Exercise requirements: Convert the items below into a JSON list of strings, one string per line and no blank lines. Begin at the line that contains "the flower center" and stop after the line that contains "(1099, 712)".

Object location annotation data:
☆ ☆ ☆ ☆ ☆ ☆ ☆

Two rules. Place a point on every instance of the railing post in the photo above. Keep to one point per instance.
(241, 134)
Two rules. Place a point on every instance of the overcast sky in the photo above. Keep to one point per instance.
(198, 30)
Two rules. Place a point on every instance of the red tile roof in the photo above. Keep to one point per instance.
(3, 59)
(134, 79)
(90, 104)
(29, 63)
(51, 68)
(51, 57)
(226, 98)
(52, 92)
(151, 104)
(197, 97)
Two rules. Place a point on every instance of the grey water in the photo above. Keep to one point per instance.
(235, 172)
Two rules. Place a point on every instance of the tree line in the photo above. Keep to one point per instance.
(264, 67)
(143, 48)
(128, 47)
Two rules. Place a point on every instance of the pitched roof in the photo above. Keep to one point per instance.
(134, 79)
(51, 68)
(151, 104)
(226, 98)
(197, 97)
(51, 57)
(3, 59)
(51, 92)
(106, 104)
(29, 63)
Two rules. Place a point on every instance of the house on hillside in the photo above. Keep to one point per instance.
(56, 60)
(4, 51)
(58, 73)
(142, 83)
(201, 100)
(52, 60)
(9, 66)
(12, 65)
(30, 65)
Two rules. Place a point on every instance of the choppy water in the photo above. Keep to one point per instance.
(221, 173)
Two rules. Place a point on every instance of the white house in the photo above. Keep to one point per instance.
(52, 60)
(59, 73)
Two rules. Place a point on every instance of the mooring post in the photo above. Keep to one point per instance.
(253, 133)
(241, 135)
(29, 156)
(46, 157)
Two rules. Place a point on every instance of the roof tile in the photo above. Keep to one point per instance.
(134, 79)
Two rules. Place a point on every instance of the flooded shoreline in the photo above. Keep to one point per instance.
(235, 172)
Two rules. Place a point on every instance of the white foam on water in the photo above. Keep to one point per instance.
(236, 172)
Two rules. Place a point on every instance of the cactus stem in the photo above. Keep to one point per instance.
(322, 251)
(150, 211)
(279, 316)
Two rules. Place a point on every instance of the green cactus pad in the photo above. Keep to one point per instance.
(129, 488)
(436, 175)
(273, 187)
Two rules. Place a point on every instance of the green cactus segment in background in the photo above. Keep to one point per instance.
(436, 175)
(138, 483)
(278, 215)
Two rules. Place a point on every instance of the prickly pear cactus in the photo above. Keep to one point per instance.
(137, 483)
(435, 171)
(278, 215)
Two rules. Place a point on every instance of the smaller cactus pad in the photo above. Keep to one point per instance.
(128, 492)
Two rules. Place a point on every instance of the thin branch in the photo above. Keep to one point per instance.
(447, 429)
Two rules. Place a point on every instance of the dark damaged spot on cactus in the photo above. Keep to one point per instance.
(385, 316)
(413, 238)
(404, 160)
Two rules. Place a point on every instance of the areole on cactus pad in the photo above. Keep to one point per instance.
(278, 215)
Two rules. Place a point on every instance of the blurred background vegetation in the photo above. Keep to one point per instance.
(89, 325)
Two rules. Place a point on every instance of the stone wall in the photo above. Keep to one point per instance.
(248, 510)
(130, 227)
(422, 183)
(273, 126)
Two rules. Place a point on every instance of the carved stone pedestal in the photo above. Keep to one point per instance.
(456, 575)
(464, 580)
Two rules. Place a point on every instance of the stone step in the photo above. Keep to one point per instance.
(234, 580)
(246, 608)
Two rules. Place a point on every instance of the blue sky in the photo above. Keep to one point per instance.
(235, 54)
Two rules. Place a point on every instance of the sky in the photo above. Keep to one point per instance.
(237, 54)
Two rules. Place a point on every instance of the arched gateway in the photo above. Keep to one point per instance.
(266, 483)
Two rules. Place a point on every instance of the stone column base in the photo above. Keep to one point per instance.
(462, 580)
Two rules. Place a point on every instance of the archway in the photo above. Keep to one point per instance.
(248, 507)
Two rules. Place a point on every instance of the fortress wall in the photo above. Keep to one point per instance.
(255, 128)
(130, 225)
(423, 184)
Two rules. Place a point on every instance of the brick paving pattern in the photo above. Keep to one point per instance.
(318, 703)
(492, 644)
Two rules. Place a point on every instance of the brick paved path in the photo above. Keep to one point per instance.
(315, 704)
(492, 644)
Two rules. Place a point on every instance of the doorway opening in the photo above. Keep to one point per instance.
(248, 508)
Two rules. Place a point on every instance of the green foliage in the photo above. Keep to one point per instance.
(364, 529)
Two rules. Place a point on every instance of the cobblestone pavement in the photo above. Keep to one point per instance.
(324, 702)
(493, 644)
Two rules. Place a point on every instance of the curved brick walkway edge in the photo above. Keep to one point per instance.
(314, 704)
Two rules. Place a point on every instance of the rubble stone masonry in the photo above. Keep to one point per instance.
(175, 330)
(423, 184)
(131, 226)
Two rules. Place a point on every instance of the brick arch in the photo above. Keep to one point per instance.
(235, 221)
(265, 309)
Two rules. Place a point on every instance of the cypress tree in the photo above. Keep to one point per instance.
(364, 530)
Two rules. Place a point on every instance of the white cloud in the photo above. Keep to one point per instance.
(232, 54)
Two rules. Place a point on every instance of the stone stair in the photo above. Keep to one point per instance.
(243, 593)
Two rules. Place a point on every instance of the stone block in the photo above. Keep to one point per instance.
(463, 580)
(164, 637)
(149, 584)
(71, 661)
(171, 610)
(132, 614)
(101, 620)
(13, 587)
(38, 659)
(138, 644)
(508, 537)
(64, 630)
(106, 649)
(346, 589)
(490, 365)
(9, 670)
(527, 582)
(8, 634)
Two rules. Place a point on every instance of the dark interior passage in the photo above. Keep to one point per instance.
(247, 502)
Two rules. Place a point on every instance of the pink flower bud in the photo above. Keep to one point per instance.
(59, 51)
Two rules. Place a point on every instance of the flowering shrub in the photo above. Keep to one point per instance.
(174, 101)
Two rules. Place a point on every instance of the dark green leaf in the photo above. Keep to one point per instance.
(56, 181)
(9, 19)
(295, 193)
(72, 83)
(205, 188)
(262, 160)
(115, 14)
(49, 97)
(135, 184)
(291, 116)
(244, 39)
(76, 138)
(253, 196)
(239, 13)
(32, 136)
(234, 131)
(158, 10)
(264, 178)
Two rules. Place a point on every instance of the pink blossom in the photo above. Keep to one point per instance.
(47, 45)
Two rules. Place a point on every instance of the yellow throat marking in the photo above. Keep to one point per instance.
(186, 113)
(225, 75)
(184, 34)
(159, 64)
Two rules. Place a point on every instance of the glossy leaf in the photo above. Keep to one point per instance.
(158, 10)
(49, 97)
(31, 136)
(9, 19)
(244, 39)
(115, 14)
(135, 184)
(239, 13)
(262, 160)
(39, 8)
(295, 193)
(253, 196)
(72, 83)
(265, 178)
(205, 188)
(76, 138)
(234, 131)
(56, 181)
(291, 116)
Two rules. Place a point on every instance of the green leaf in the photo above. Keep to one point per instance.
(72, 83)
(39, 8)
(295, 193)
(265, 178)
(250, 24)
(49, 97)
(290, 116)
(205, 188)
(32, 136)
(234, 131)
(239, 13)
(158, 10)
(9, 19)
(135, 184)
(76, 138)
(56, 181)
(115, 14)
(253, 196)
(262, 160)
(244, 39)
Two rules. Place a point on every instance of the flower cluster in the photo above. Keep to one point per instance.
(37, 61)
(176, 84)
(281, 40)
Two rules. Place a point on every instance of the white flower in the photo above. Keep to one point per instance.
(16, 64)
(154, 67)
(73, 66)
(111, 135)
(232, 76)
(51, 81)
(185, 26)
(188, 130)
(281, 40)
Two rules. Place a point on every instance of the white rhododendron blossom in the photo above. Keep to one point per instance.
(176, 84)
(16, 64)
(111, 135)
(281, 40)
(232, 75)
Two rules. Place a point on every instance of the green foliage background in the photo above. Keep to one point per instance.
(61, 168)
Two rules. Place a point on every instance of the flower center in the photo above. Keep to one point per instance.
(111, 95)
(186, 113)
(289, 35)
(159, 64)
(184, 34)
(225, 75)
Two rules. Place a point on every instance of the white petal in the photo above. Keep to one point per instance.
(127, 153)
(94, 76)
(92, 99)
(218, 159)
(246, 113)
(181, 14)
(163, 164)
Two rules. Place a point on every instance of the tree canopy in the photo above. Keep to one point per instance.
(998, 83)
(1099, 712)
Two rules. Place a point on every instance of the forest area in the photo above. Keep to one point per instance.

☆ ☆ ☆ ☆ ☆ ☆ ☆

Solution to this exercise:
[
  "Two rules. Place a point on every instance of the flower center in the photo above. Keep to one point per instance.",
  "(111, 95)",
  "(186, 113)",
  "(289, 35)",
  "(159, 64)",
  "(184, 34)",
  "(225, 75)",
  "Two rules. Place a point on every instance of the white petal in the photo above. Keep to one point per instance.",
  "(127, 153)",
  "(94, 76)",
  "(92, 99)",
  "(218, 159)",
  "(246, 113)",
  "(181, 14)",
  "(163, 164)",
  "Two rules. Place a point on every instance of the tree canopy in the photo above. Keep to one point per instance.",
  "(998, 83)",
  "(1099, 712)"
]